▶ **Try it**
Beginning at the line containing "Tag each instance of the man in black", output every line to the end of the data below exactly as it appears.

▶ **Records provided**
☆ ☆ ☆ ☆ ☆ ☆ ☆
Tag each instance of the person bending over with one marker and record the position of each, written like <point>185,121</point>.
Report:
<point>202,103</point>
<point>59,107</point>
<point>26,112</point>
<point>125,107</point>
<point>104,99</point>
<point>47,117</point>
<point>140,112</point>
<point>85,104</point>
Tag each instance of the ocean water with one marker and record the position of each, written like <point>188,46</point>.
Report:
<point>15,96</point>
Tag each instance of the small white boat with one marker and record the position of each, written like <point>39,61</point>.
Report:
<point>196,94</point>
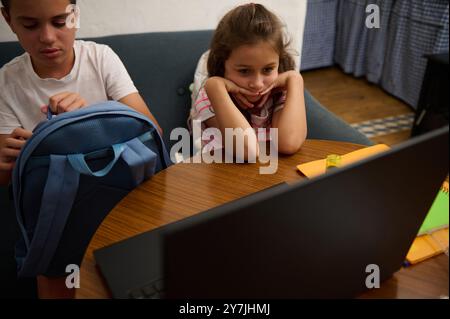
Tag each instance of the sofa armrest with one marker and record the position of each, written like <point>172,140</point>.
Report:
<point>324,125</point>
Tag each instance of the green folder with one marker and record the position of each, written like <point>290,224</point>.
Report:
<point>437,217</point>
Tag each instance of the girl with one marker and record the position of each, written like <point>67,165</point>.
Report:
<point>252,82</point>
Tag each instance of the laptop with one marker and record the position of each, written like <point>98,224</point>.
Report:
<point>313,239</point>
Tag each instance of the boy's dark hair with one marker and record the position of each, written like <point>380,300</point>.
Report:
<point>6,3</point>
<point>247,24</point>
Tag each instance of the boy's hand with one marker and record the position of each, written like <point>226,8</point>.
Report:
<point>66,102</point>
<point>11,146</point>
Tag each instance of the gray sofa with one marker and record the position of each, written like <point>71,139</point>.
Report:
<point>162,66</point>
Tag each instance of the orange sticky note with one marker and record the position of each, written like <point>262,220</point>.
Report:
<point>316,168</point>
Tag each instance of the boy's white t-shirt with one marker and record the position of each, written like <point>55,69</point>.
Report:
<point>98,75</point>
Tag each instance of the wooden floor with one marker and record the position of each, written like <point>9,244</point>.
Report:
<point>355,100</point>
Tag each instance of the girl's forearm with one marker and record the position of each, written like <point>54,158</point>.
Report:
<point>229,116</point>
<point>291,120</point>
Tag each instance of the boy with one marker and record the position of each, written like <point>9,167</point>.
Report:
<point>56,71</point>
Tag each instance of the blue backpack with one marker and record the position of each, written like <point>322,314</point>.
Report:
<point>70,174</point>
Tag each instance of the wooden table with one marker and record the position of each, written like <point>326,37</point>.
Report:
<point>187,189</point>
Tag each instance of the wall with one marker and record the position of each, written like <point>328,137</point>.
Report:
<point>107,17</point>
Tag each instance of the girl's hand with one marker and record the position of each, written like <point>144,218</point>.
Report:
<point>66,102</point>
<point>11,147</point>
<point>238,93</point>
<point>282,80</point>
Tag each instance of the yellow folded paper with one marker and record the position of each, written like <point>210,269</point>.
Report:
<point>427,246</point>
<point>316,168</point>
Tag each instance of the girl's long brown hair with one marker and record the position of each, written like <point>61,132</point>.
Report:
<point>245,25</point>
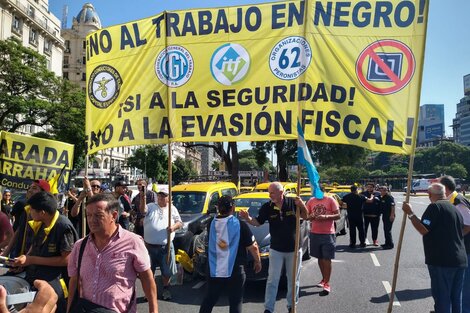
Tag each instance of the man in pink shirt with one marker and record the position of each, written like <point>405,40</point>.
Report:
<point>112,259</point>
<point>322,213</point>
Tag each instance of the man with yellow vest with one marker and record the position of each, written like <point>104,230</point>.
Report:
<point>52,242</point>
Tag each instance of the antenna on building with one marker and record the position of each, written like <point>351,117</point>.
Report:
<point>65,11</point>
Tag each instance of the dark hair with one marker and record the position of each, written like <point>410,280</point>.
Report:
<point>225,204</point>
<point>113,203</point>
<point>43,201</point>
<point>449,182</point>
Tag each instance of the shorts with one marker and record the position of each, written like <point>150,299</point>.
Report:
<point>158,259</point>
<point>323,246</point>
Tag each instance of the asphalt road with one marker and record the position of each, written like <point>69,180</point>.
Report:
<point>361,279</point>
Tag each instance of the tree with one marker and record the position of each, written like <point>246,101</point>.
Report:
<point>152,160</point>
<point>182,170</point>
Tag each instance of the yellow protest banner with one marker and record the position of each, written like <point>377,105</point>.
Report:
<point>25,158</point>
<point>349,70</point>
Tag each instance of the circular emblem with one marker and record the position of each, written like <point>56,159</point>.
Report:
<point>230,64</point>
<point>385,67</point>
<point>174,66</point>
<point>290,57</point>
<point>104,86</point>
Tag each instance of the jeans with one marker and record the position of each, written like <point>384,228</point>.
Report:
<point>374,226</point>
<point>276,262</point>
<point>466,289</point>
<point>233,286</point>
<point>446,288</point>
<point>387,229</point>
<point>356,222</point>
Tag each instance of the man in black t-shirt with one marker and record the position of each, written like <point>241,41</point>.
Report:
<point>444,250</point>
<point>354,202</point>
<point>229,240</point>
<point>280,213</point>
<point>387,209</point>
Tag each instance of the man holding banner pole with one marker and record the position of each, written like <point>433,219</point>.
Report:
☆ ☆ ☆ ☆ ☆ ☆ ☆
▶ **The answer**
Tag each instance of the man in black t-shirt with one marker and record the position of each, written like <point>241,41</point>.
Report:
<point>444,250</point>
<point>354,202</point>
<point>229,240</point>
<point>280,213</point>
<point>387,209</point>
Tag each instance of the man holding banner pole with one marker and record the position of each, written like <point>433,219</point>.
Report:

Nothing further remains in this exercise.